**Assignment:** Among the entries below, which lines include the string "pants"? Show each one.

(Records shown)

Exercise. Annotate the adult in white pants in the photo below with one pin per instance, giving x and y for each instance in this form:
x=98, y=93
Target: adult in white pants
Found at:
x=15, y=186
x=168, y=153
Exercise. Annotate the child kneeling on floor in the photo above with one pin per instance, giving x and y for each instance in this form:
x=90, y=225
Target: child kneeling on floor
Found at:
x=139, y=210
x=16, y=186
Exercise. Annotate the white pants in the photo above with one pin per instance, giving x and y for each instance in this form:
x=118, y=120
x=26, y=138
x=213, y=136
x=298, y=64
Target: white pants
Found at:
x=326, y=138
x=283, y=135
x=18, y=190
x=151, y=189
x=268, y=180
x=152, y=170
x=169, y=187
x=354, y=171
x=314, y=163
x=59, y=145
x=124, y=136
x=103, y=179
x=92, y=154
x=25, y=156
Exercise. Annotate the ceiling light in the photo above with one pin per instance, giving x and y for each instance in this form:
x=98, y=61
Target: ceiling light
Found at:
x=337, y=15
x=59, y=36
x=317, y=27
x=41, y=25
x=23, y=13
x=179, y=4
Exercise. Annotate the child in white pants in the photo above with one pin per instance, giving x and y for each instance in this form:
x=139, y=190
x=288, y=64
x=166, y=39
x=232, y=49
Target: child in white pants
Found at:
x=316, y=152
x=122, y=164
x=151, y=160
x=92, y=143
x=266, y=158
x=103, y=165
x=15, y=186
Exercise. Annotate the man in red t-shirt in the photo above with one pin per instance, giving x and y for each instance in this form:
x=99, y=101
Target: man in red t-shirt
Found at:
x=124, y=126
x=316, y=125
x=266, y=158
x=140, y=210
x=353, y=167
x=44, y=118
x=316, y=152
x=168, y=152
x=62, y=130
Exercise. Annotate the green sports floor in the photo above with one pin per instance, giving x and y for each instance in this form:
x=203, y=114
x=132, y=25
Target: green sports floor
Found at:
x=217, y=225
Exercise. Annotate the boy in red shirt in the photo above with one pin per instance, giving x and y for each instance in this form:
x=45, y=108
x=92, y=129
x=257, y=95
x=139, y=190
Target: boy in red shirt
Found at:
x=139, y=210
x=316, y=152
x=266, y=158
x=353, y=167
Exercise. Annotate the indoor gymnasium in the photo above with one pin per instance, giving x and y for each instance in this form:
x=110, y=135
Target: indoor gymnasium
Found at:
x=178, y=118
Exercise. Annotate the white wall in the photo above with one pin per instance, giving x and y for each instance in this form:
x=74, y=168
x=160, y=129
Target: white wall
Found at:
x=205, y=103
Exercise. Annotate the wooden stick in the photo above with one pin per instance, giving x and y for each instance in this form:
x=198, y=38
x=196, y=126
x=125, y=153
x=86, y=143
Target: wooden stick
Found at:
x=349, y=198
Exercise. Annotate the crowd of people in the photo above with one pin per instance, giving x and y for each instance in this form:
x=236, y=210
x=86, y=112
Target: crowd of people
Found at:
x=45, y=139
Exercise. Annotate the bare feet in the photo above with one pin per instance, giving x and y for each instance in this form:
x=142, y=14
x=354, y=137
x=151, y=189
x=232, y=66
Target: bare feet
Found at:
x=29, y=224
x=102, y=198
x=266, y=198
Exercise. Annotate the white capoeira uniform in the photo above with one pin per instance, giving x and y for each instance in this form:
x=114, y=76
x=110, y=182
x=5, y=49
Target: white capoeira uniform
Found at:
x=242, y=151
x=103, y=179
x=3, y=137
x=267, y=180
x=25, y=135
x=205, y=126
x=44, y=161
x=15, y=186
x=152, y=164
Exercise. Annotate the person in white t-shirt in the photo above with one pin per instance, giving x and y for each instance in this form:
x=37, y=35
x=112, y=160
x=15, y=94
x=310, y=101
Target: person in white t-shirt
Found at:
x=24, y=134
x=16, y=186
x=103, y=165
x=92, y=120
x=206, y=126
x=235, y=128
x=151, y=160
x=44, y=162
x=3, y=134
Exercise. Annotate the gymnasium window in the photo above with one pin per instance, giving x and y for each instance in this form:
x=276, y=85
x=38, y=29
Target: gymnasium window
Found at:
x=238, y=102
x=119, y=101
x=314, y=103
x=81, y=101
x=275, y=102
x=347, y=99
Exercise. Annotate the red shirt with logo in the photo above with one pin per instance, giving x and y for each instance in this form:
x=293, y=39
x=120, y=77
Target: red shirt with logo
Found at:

(End Records shown)

**Written response:**
Exercise. Annotate the adult in white pants in the photo below with one pin per instance, giving x and y for each instance in this form:
Target: adult in white pants
Exercise. Annotate the white pants in the photo above with one pin per instance, giving x and y for each instance in this form:
Target: white pants
Exercise. Annotate the child in white pants in the photo above with one pin per instance, giving x and y for each instance in this form:
Target: child in white pants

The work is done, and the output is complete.